─── Data for this exercise

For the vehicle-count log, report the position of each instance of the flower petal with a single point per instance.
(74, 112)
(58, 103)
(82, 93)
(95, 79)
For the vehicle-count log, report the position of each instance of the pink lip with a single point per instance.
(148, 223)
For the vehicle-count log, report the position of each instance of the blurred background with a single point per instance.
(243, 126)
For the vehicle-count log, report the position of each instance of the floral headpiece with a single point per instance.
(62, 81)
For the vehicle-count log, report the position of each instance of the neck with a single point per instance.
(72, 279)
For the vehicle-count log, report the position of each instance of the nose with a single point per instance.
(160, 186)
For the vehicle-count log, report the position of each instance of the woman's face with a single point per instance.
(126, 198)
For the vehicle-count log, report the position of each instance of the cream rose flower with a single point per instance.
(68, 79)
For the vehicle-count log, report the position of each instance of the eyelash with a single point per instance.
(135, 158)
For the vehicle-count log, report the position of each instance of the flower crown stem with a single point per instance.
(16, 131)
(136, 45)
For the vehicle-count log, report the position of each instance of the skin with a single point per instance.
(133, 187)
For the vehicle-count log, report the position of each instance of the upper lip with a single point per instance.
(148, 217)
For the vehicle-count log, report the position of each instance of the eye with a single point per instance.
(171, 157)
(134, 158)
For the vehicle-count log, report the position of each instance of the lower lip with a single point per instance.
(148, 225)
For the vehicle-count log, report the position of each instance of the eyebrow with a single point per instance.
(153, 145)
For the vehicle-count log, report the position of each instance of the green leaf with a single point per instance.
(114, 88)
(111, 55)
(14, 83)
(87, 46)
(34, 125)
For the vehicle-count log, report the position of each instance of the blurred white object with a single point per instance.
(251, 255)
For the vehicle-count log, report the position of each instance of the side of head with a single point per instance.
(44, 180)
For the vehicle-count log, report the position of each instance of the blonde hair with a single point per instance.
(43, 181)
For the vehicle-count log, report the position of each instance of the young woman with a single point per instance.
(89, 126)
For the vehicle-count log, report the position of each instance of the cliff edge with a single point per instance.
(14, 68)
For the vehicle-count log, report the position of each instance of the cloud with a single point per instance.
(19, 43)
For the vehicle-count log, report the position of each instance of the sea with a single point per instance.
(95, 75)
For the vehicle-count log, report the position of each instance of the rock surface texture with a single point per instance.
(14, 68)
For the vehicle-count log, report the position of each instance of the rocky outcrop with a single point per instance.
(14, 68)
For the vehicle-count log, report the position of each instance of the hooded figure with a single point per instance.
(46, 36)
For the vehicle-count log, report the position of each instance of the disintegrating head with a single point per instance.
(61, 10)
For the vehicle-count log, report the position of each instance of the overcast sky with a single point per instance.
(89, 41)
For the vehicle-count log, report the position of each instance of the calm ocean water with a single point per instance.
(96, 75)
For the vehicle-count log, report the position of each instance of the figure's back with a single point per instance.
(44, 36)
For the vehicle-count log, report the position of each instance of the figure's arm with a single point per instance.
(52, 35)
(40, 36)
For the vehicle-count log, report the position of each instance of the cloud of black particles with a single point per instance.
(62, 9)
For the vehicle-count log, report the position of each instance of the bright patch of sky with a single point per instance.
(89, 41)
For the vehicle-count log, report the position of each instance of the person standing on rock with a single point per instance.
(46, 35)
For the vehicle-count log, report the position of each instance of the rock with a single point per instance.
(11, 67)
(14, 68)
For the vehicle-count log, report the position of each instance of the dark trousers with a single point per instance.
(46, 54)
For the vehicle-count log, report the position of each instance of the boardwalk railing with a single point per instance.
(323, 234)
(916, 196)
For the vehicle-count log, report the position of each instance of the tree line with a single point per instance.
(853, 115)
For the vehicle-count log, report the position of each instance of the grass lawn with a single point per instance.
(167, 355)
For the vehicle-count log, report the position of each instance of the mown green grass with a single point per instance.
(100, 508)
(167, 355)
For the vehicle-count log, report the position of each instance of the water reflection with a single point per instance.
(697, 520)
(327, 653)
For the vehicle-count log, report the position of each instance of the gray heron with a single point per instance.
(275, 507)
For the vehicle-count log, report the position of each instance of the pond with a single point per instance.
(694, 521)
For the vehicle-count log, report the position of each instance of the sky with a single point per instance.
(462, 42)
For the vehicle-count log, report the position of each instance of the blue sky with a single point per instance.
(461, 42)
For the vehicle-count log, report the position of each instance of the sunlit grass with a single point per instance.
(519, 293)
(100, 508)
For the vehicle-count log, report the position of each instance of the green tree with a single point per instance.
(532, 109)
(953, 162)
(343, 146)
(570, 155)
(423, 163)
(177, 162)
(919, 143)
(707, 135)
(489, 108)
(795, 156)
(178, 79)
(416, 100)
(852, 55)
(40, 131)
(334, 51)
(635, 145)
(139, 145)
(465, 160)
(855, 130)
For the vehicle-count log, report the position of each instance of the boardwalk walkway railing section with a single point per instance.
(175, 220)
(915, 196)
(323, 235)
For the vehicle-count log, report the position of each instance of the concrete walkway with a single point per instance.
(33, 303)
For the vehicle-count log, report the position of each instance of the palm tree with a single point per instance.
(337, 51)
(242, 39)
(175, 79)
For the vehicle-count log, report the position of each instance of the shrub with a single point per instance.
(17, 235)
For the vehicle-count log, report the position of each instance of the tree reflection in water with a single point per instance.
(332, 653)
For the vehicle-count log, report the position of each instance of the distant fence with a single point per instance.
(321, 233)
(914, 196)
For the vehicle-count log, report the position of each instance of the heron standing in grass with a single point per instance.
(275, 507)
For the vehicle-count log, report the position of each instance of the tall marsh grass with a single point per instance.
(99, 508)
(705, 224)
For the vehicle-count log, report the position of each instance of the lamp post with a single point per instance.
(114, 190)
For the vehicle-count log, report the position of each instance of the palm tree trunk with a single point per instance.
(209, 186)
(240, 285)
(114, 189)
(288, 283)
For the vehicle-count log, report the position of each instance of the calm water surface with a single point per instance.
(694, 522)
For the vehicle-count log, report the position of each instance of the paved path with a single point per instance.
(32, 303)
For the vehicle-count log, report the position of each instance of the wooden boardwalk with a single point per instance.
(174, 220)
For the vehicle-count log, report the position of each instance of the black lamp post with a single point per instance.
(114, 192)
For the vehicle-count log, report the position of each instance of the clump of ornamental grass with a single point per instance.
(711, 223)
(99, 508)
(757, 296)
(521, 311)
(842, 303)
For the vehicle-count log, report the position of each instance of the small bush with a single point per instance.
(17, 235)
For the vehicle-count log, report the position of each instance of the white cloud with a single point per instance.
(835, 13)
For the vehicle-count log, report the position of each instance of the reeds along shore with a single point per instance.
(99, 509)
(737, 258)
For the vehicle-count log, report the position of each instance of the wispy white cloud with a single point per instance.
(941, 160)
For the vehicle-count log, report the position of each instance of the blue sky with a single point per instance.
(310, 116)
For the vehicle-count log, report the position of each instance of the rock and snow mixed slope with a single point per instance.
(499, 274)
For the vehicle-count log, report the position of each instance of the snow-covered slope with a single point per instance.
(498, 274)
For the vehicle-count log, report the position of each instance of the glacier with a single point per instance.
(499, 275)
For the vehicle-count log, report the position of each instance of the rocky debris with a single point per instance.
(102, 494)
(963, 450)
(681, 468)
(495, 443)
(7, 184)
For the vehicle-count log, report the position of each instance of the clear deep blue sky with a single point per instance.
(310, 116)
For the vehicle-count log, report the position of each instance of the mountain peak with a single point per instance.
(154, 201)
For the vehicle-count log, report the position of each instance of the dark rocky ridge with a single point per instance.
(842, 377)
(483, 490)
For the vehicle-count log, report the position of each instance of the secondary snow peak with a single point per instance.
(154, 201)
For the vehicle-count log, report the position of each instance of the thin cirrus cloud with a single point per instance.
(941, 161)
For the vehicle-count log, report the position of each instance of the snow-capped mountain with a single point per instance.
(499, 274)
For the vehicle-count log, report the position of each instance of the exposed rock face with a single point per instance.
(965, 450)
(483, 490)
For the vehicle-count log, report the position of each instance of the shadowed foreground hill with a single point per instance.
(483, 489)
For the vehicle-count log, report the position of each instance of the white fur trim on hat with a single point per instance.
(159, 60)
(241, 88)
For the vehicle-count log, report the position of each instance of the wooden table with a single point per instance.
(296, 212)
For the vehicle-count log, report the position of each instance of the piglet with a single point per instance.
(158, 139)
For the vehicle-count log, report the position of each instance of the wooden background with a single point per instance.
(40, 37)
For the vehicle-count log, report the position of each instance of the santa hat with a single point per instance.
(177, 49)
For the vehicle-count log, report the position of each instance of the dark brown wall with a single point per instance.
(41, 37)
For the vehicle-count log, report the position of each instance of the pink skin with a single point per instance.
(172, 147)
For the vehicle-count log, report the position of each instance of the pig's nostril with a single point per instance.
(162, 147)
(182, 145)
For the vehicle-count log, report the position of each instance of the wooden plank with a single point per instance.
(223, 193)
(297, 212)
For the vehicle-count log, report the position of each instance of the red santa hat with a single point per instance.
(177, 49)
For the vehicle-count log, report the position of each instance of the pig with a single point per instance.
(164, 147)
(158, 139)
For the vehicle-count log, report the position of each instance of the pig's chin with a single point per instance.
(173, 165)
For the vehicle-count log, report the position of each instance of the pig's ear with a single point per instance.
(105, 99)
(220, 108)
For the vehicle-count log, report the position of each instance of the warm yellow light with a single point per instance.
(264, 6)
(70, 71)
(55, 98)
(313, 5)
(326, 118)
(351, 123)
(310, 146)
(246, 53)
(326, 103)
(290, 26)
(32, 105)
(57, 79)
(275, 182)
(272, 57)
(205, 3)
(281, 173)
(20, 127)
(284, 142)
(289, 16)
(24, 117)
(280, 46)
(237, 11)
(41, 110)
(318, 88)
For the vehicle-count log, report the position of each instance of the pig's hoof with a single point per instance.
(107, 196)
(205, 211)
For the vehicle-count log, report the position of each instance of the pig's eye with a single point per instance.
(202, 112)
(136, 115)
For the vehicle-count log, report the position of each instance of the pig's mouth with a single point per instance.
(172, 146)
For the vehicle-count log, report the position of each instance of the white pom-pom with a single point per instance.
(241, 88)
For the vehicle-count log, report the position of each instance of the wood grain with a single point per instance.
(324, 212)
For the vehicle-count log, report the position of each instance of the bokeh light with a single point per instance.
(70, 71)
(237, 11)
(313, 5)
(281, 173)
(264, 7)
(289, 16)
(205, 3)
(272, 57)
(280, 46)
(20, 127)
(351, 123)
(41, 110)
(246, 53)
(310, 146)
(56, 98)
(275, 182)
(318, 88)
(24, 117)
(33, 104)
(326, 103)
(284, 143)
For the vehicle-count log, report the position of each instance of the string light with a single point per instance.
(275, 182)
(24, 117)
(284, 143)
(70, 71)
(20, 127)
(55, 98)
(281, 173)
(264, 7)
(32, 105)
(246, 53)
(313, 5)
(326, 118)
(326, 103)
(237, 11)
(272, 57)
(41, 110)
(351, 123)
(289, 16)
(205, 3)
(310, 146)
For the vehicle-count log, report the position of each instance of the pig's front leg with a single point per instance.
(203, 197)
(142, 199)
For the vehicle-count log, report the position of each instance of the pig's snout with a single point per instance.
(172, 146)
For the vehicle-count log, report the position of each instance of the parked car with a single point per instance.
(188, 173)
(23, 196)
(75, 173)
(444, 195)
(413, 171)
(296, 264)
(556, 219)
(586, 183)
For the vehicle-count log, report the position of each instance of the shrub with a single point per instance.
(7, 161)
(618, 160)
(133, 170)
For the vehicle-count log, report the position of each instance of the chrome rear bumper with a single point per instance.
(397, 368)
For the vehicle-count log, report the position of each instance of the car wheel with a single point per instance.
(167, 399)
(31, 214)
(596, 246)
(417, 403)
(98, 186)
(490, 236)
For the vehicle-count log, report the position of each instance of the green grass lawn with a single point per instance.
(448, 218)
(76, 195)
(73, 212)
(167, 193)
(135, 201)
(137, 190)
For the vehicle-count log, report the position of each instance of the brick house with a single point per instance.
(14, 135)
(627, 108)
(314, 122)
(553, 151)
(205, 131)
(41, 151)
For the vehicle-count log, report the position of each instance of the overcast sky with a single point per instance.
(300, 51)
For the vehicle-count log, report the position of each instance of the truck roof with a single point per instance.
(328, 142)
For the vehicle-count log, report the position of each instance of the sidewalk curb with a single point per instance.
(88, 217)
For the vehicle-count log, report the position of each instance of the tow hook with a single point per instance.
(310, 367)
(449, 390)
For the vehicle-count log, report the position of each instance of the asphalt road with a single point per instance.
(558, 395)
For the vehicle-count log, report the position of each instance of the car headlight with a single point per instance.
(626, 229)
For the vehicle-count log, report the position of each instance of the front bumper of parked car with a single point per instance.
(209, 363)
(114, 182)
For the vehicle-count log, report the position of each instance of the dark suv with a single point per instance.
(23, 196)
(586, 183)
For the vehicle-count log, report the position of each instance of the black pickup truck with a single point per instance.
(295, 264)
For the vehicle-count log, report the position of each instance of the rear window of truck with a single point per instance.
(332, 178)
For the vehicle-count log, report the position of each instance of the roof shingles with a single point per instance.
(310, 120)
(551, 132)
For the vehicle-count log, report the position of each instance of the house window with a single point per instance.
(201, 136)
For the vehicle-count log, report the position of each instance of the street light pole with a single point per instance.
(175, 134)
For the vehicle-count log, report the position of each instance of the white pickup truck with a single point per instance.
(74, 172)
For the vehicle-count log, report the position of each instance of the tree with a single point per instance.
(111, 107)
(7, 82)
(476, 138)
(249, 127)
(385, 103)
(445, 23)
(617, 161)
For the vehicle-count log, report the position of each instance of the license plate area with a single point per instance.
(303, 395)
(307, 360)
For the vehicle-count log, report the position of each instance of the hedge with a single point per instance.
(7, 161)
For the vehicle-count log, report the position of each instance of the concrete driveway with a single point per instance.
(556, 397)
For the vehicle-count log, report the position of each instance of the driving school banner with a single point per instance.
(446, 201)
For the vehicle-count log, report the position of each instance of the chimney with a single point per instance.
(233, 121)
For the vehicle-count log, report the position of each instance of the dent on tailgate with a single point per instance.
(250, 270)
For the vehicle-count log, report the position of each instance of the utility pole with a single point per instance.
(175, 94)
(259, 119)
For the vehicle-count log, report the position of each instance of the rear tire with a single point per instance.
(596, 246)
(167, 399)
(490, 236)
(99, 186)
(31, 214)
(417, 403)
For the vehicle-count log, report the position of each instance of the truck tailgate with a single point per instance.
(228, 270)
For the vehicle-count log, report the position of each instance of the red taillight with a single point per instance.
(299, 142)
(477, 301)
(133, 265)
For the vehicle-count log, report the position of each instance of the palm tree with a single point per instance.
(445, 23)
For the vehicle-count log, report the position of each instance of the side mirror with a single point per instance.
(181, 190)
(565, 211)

──────

Short exercise ▸
Convert everything from the line containing "truck tailgate with a single point per instance." down to the end of the data into a Markdown table with the columns Row and Line. Number each line in Row, and skip any blank lines.

The reply ▸
| Row | Line |
|---|---|
| 1 | For the vehicle-count log, report the position of each instance of the truck tailgate with a single point per instance. |
| 2 | (228, 270) |
| 3 | For the vehicle-count log, report the position of each instance of the red taillight with a single point per instance. |
| 4 | (299, 142) |
| 5 | (477, 301) |
| 6 | (133, 265) |
| 7 | For the vehicle-count log, report the position of each instance of the palm tree with a single point per instance. |
| 8 | (445, 23) |
| 9 | For the vehicle-count log, report the position of each instance of the side mirror with a single point per instance. |
| 10 | (181, 190) |
| 11 | (565, 211) |